(THE INPUT):
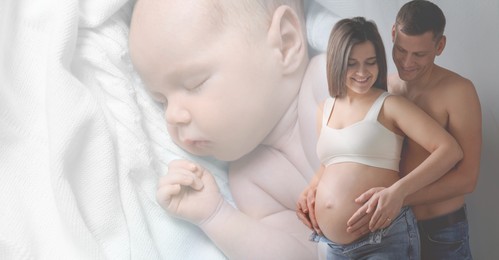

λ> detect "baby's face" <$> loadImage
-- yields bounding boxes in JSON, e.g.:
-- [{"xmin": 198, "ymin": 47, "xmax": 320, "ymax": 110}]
[{"xmin": 130, "ymin": 0, "xmax": 290, "ymax": 161}]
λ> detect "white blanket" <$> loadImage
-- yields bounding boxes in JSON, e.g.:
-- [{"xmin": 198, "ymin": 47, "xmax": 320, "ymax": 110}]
[{"xmin": 0, "ymin": 0, "xmax": 234, "ymax": 259}]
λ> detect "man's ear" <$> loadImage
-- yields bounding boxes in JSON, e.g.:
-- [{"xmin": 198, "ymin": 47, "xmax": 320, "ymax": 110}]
[
  {"xmin": 392, "ymin": 24, "xmax": 397, "ymax": 43},
  {"xmin": 267, "ymin": 5, "xmax": 307, "ymax": 74},
  {"xmin": 437, "ymin": 35, "xmax": 447, "ymax": 56}
]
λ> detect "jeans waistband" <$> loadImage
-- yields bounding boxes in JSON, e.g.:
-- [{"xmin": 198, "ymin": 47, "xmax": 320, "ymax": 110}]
[{"xmin": 418, "ymin": 206, "xmax": 466, "ymax": 230}]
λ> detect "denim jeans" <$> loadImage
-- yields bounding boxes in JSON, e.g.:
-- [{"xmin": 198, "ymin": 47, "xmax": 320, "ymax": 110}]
[
  {"xmin": 419, "ymin": 208, "xmax": 473, "ymax": 260},
  {"xmin": 310, "ymin": 207, "xmax": 420, "ymax": 260}
]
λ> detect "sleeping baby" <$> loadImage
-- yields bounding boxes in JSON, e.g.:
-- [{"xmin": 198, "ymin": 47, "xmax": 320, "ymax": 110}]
[{"xmin": 129, "ymin": 0, "xmax": 327, "ymax": 259}]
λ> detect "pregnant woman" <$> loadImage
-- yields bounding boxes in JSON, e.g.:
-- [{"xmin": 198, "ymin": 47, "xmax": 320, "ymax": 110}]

(WORK REQUIRED): Rewrite all of the data above, requests included, multiplying every bounding-box coordinate in the answers by 0.9 and rounding to the nearest whole number, with halves rounded up. Leave the numbers in the requests and in their format samples unchanged, and omit the pictures.

(RESULT OF THE EXERCISE):
λ> detect "baby's face" <$> loadImage
-- yields bounding boxes in JSON, e.g.:
-- [{"xmin": 198, "ymin": 47, "xmax": 320, "ymax": 110}]
[{"xmin": 117, "ymin": 0, "xmax": 261, "ymax": 145}]
λ> detect "white blanket" <$> loadImage
-- yields bounding boxes in JSON, e.g.:
-- [{"xmin": 198, "ymin": 47, "xmax": 320, "ymax": 110}]
[{"xmin": 0, "ymin": 0, "xmax": 211, "ymax": 233}]
λ> detect "man's ear" <$> loadImage
-- yields bounding boxes in JSON, e.g.:
-- [{"xmin": 198, "ymin": 47, "xmax": 320, "ymax": 110}]
[
  {"xmin": 353, "ymin": 22, "xmax": 357, "ymax": 39},
  {"xmin": 240, "ymin": 5, "xmax": 276, "ymax": 67},
  {"xmin": 393, "ymin": 32, "xmax": 402, "ymax": 50}
]
λ> detect "jeans waistband" <$> loadImage
-- yields bounding boxes in JSON, e.g.:
-- [{"xmin": 198, "ymin": 47, "xmax": 320, "ymax": 110}]
[{"xmin": 376, "ymin": 185, "xmax": 419, "ymax": 207}]
λ> detect "denim jeans" <$> loadImage
-- yields bounding boxes in JSON, e.g.:
-- [{"xmin": 198, "ymin": 47, "xmax": 320, "ymax": 110}]
[
  {"xmin": 377, "ymin": 187, "xmax": 426, "ymax": 234},
  {"xmin": 279, "ymin": 186, "xmax": 378, "ymax": 234}
]
λ> detect "sleeping baby" <$> loadImage
-- yields bounding boxes in JSON, e.g.:
-- [{"xmin": 198, "ymin": 47, "xmax": 320, "ymax": 110}]
[{"xmin": 116, "ymin": 0, "xmax": 294, "ymax": 233}]
λ> detect "pregnant woman" <$> loadImage
-- yields bounding boxes in JSON, e.g.:
-- [{"xmin": 198, "ymin": 47, "xmax": 320, "ymax": 110}]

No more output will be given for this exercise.